● **Yapılacak İşler**
• a. Siyaset yazısına göre millet son beş yılda kaç kez sandığa gitmiştir?
• b. Siyaset yazısının 31 Mart'a hazırlayan koşullar arasında saydığı seçim ve referandumları sıralayın.
• c. Siyaset yazısını son cümlesinden sonra gelecek biçimde yazmayı sürdürün.

İttifaklarla ayrışan siyaset
Siyasetten anlamadığımı bu yazıda ispatlamaya çalışmayacağım. Siyaset okumalarım için insanlara zaman veririm. Yine bir seçim sath.ı mayilindeyiz. Tabir yanılmıyorsam Demirel'e ait. Hayli "kaygan bir zemin". Bugün bu kaygan zeminden söz edeceğim. 1 Nisan Pazartesi'yi sayısal hesaplar üzerinden okuyanlar okuyadursunlar. Bizim memlekette siyasetten anlamanın karşılığı "sonuçları tahmin etme" ve "nasıl bir taktik izlenirse hangi sonuçlar alınır" şeklinde kendi içinde ikiye ayrılır. Kısaca siyaset, toplumun ve ülkenin sorunları ve ihtiyaçları için çözüm üretmek seçim de bu üretimi yapmaya aday olanların doğal süreçte görevlendirilmesi şeklinde de tanımlanabilir.
Bizim memleket, demokrasiyi sonradan gördüğü için midir bilmem seçimleri çok sevdi. 90'lar, koalisyonların kısa ömürlü hükumetleriyle ve erken seçim kararları ile çok yorgun düşmüştü. Üç aylık ömrü olan hükumetler gördük. Başkanlık sürecini tartıştığımız günlerin önemli argümanlarından biri de bu istikrarsız dönemlerdi.
Bugünkü görevim, bizi 31 Mart'a hazırlayan koşulları hatırlatmak. 2014 Cumhurbaşkanlığı Seçimleri, 2015'te iki genel seçim. Haziran'da olağan seçim, özellikle MHP'nin koalisyonlara karşı peşin rezervleri nedeniyle de Kasım seçimleri. 15 Temmuz 2016 sonrası tüm geleneksel davranışları göz ardı etmeye yönelik bir tolerans zemininde MHP ve AKP dirsek teması ve işbirliği ile 2017 Anayasa Referandumu ile seçmenin sandığa çağrılması. Referandum'da alınan sayısal sonucun verdiği imkan ve referandumla kabul edilen yasal kazanımların hayata geçirilmesi gerekçesiyle Haziran 2018 "erken" Genel Seçimleri ve Cumhurbaşkanlığı Seçimi. Yani millet son beş yılda beş kez sandığa gitmiş.
Son beş yılın geleneksel Türk siyasetinden ayrışan yönlerini unutmayalım. Daha önceden de ortak listeler ve seçim ittifakları olduysa da meclise girince her parti kendi grubunda veya parti logoları ile siyaset yapma alışkanlığında idi. Ekmeleddin İhsanoğlu'nun aday olarak önerilmesini ve sürece katılanları hatırlayalım, tatile tutunup sandığa gelmeyen beş-altı milyon seçmen tavrını. Tabela partisi olsa da yıllarca bir dava disiplini ile hareket eden partilerin "ideolojik seçmen" dirençlerini ölçtük bu süreçlerde.

● **Veri Satırları**
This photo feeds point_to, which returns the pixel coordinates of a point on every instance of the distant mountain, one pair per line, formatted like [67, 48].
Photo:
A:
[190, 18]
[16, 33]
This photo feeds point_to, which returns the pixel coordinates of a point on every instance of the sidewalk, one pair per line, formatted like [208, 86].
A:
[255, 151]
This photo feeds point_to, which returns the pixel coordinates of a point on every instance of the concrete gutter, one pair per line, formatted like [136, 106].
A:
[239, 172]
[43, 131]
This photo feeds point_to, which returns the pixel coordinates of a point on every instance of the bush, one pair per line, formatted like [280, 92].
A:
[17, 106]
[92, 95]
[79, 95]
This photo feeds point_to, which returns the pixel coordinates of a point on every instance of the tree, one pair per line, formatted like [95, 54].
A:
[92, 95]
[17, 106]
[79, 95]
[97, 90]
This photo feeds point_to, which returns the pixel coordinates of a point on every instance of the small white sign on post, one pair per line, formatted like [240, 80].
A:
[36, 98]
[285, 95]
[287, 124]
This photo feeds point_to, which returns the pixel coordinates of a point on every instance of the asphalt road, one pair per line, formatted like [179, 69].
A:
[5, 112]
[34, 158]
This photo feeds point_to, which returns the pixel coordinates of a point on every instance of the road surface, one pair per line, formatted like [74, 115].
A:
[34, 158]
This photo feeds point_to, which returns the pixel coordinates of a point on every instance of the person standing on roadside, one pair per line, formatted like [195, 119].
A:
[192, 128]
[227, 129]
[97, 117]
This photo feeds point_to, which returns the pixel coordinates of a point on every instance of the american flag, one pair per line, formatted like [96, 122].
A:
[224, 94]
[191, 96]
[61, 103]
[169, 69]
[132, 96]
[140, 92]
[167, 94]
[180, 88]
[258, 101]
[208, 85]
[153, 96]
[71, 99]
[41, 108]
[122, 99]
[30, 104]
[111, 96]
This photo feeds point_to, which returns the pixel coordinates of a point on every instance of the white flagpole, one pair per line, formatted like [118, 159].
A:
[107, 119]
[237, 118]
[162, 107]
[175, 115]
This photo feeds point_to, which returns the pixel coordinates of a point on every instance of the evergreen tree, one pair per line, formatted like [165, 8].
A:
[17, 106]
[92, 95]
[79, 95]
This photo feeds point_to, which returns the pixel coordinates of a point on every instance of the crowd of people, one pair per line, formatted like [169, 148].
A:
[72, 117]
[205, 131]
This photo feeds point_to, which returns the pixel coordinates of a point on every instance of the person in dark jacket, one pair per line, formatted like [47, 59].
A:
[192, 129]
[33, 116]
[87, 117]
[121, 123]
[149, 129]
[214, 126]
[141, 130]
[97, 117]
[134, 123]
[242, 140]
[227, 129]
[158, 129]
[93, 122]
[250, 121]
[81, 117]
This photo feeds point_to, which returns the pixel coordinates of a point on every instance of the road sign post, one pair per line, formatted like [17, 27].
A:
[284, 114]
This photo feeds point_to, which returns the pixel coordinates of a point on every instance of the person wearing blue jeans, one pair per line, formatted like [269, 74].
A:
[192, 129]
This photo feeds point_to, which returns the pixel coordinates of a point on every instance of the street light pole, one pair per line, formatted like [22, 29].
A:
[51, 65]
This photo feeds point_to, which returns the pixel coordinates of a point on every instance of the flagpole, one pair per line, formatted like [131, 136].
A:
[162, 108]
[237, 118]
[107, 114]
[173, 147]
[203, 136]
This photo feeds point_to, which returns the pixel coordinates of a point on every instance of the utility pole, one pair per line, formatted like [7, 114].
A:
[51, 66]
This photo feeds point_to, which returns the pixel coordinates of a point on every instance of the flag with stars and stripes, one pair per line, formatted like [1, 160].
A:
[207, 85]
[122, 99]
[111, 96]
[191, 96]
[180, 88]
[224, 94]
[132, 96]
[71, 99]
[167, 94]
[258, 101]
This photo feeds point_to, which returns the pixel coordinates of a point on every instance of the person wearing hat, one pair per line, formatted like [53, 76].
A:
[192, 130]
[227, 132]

● **Yanıtlar**
• a. Beş kez.

• b.
- 2014 Cumhurbaşkanlığı Seçimleri
- Haziran 2015 olağan genel seçimi
- Kasım 2015 seçimleri
- 2017 Anayasa Referandumu
- Haziran 2018 "erken" Genel Seçimleri
- Haziran 2018 Cumhurbaşkanlığı Seçimi

• c.
Tutmadı dendi ama sonucu hatırlatayım, Erdoğan 51.79 ile cumhurbaşkanı olmuştu ve seçime katılım oranı yüzde 73.72 idi. 2015 Mayıs seçimlerinde bu oranın 86.64 olduğunu hesap edersek kazananın ve kaybedenin bilebildiği ince çizgi çok aşikar. Bu seçimle birlikte ciddi anlamda iki kutuplu seçim stratejileri de denemiş oldu. Kişisel görüşümü söyleyeyim, Ekmeleddin İhsanoğlu olabilecek en zayıf isimlerden biriydi, CHP bugün de yaptığı siyasi manevranın daniskasını yapmıştı ama isim doğru değildi. Fakat o referandum bile bugün için bir işlev gördü. Kılıçdaroğlu'nun "tıpış tıpış gelecekler" dediği zorlu CHP seçmeni önemli ölçüde ezberini bozdu.
Haziran ve Kasım 2015 seçimleri ekonomik ve siyasal "istikrar" vurgusunun karşılık bulması ve sayısal olarak yenilmese de yanlış strateji ile cumhurbaşkanlığını Erdoğan'a kaptırmış olan muhalefet toparlanamamış olması kazanan tarafın peşin kabulü ile yaşandı. Haziran'da "muhafazakar" ve "milliyetçi" kesim iktidara "ince ayar" verdi, hepsi o kadar. Fakat bu seçimde de azımsanmayacak bir seçmen hareketliliğini unutmayalım, yabana atmayalım.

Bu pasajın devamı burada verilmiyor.